Jayapura, Jubi – Staf pengajar program studi geografi FKIP Universitas Cenderawasih dan aktivis lingkungan Yehuda Hamokwarong mengatakan perlu adanya studi lebih lanjut mengenai kerusakan hutan mangrove di pesisir Kota Jayapura.
“Sebab kerusakannya sudah berlangsung sejak lama dan turut mengganggu fungsi ekologis hutan mangrove di Kota Jayapura,” katanya ketika diwawancarai Jubi, Jumat (23/2/2024).
Ia mengatakan untuk mendapatkan data penyusutan lahan mangrove tersebut perlu ada studi lebih lanjut. “Namun secara kasat mata kita bisa lihat, luasan lahannya memang sudah berkurang secara drastis,” kata Hamokwarong.
Ia menjelaskan, kerusakan pertama terjadi akibat peralihan fungsi lahan. Hal itu sudah dimulai sejak zaman Perang Dunia II ketika tentara Amerika menduduki Kota Jayapura pada 1945. Waktu itu hutan mangrove dibabat. Lokasinya di kantor Bank Papua sekarang, Taman Imbi, dan Kompleks Ruko Dong II.
Kerusakan berikutnya terjadi pada zaman Pemerintahan Belanda 1949 dan Indonesia 1960. Waktu itu hutan mangrove di sepanjang Dok IX kali, Dok VIII, sampai ke Kampung Kayu Batu dibabat untuk permukiman warga migran yang datang dari luar Kota Jayapura.
Selanjutnya sejak Entrop dibangun sebagai kawasan perdagangan pada 1980-an bersamaan dengan lokasi Ruko Dok 2 yang menyebabkan luas hutan mangrove makin menyusut.
Ini kemudian ditambah dengan pembangunan jalan Ringroad pada 2010 dan jalan penghubung antar Skyland dan Pantai Hamadi.
Pada 2023 juga ada pengusaha yang menimbun hutan bakau di dekat Pantai Hamadi. Ia ditangkap dan diproses secara hukum. Kemudian hadirnya Jembatan Merah yang menghubungkan Pantai Hamadi dengan Holtekam. Pengerjaan jembatan yang dimulai pada 2015 itu juga merusak hutan mangrove.

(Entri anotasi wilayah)
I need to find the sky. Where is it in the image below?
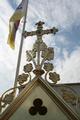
[0,0,80,95]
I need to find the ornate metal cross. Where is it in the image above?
[24,21,58,38]
[0,21,60,115]
[23,21,58,69]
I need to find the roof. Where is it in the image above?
[0,77,79,120]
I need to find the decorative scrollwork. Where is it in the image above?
[18,21,60,84]
[49,72,60,84]
[17,73,29,85]
[0,21,60,114]
[41,47,54,61]
[43,62,54,72]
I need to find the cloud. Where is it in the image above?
[28,0,80,29]
[56,47,80,83]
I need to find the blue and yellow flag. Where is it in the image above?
[7,0,27,49]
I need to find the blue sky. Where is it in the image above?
[0,0,80,94]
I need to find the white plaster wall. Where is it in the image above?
[9,86,68,120]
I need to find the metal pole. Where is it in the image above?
[14,0,28,96]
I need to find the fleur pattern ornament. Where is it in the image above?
[42,47,54,61]
[24,63,33,73]
[17,73,29,85]
[33,41,47,52]
[0,21,60,114]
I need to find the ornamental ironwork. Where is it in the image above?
[17,21,60,85]
[0,21,60,114]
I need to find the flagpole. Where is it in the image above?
[14,0,28,97]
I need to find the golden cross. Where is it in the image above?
[23,21,58,69]
[23,21,58,38]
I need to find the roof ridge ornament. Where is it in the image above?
[17,21,60,85]
[0,21,60,114]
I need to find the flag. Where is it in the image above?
[7,0,28,49]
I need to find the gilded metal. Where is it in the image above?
[0,21,60,112]
[23,21,60,84]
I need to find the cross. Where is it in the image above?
[23,21,58,69]
[23,21,58,38]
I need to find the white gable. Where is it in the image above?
[9,86,68,120]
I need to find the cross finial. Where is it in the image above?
[23,21,58,38]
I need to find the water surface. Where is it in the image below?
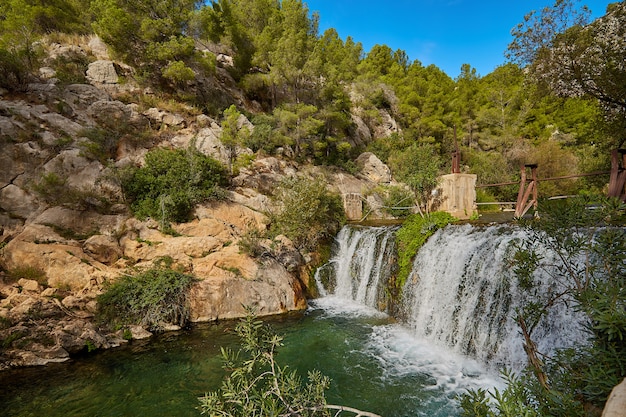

→ Tugas Latihan A
Tolong tulis ulang secara lebih ringkas paragraf yang diawali "Ia menjelaskan, kerusakan pertama" dari teks tentang kerusakan hutan mangrove di Jayapura, tanpa menghilangkan fakta utamanya.
→ Tugas Latihan B
Lanjutkan teks tentang kerusakan hutan mangrove di Jayapura, mulai setelah kalimat terakhir yang tercantum.
Butir-butir data tersebut tidak digunakan dalam latihan ini.

→ Jawaban yang Diharapkan A
Menurut Hamokwarong, kerusakan pertama berasal dari peralihan fungsi lahan. Peralihan itu dimulai ketika tentara Amerika menduduki Kota Jayapura pada 1945. Saat itu hutan mangrove dibabat di lokasi yang kini menjadi kantor Bank Papua, Taman Imbi, dan Kompleks Ruko Dong II.

→ Jawaban yang Diharapkan B
“Februari 2020 pembangunan Venue Dayung di Pantai Holtekam, juga turut mengorbankan hutan mangrove,” katanya.
Akibat sedimentasi
Selain dampak pembangunan, menurut Yehuda Hamokwarong kerusakan hutan mangrove di pesisir Kota Jayapura juga akibat sedimentasi yang tinggi dan sampah.
Sedimentasi yang tinggi bisa dilihat dari perubahan bukit-bukit di belakang Kantor Wali Kota, Bucen sampai Entrop.
“Sekarang kan banyak sekali perumahan di daerah itu, saat hujan turun, tanah yang tererosi dibawa oleh banjir, sampailah ke hutan bakau, tertimbun di hutan bakau, lalu terjadi pendangkalan,” ujarnya.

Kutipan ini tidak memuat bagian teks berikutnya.